Текст —
»»
Поиск авторов по алфавиту

Патриарх Игнатий (1605-1606 гг.)

Патриарх Игнатий (1605-1606 гг.)

Вместо свергнутого Иова, по указанию Лжедимитрия, на патриарший трон возведен был собором Рязанский архиепископ грек Игнатий. Прежде без оговорок считали Игнатия архиепископом с о. Кипра, учившимся в Риме и принявшим там унию. Но записки Арсения Элассонского (хотя естественно снисходительного к земляку) заставляют быть осторожнее в отрицательной характеристике Игнатия. По Арсению, он был не с Кипра, а с горы Афонской, и был там епископом соседнего города Эриссо. Он приехал в Москву на коронацию царя Федора, как представитель Александрийского патриарха. Здесь он остался и добился в 1605 г. Рязанской кафедры. Значит, подозрительные к латинству москвичи ничего латинского в нем не заметили. Но, естественно, при Смуте он, как чужак, легко плыл по течению и приспособился к взявшему верх курсу - за Самозванца. Дух авантюры и выслуги толкал его вперед. Игнатий первый из архиереев в июне 1605 г. выехал в Тулу навстречу Самозванцу, признал его, принес присягу и привел к присяге других. Конечно, он стал приближенным лицом к новому властителю. Он вместе с Самозванцем парадно вступил в Москву, и ему, как патриарху, предносили посох и крест. Уже через четыре дня по вступлении (24.06), по указу Лжедимитрия собор епископов возвел Игнатия в патриархи. Без сомнения обидно было русским архиереям переживать такой удар по их самолюбию. После первого же своего патриарха сразу отдавать эту честь в чужие руки! Но они заслужили это испытание своим обывательским малодушием и пассивным приятием всякой власти вслед за народной массой, когда стадо ведет пастырей. Самолюбие и честь требуют борьбы, мужества и даже героизма. Но раз приняли нового царя-Самозванца, обязаны были слушаться его воли. Игнатия не посвящали в патриархи по русскому чину и понятию. Как грек, он этого не требовал, по обычаю своих восточных собратьев. Таким образом, по формально-легальным признакам Игнатий был в числе наших русских (десяти) патриархов "законным" патриархом, возвышая их число до 11-ти. Стыдясь этого факта, прежние историки русской церкви пропускали Игнатия и насчитывали только 10 патриархов.
««
Выполните задания —
[a] Назовите всех людей, которые упомянуты в тексте о патриархе Игнатии по имени.
[b] Допишите текст о патриархе Игнатии, начав сразу после его последнего предложения.
Приведённые далее строки не относятся к тексту о патриархе Игнатии.

Представленные сведения —
»»
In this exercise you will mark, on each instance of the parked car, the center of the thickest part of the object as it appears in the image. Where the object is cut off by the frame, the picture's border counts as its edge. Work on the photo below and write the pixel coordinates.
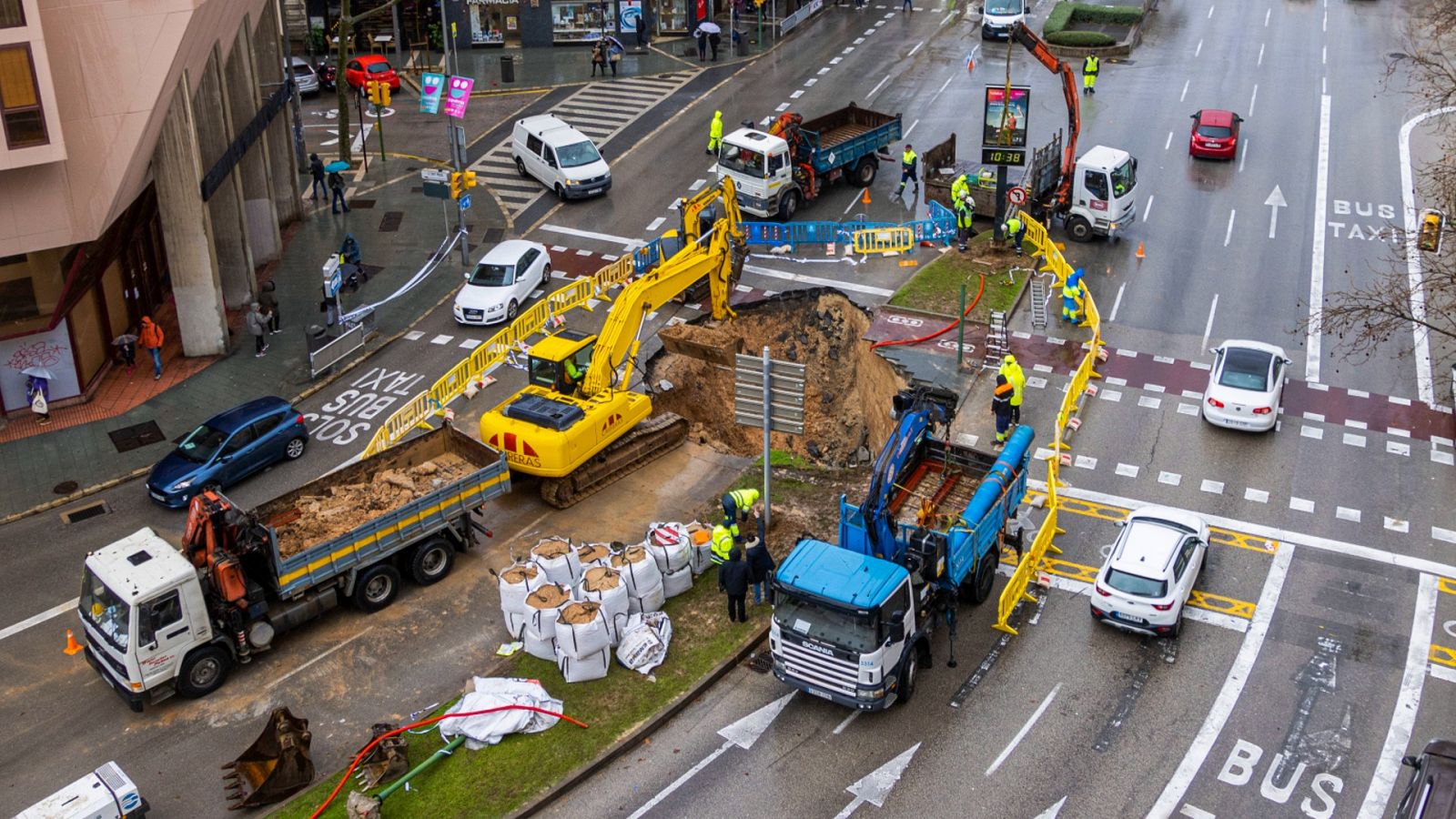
««
Ответы —
[a] Игнатий, Иов, Лжедимитрий, Арсений Элассонский, Федор

[b]
От 30-го июня послано было Игнатием по всей России окружное послание о вступлении на престол "прирожденного царя Дмитрия Ивановича" и о своем возведении на трон первосвятителя "по его царскому изволению". Указывалось петь молебны за нового государя и его мать, инокиню Марфу, "чтобы Бог возвысил их царскую десницу над латинством и над бесерменством". Между тем 3-го декабря, как значится в издании Т. Heiner "Historica Russiae Monumenta" Т. II, № 60, кардинал Боргезе извещал из Рима нунция Ронгони в Польше, что Игнатий готов на унию. Значит, под сурдинку шли какие-то темные переговоры...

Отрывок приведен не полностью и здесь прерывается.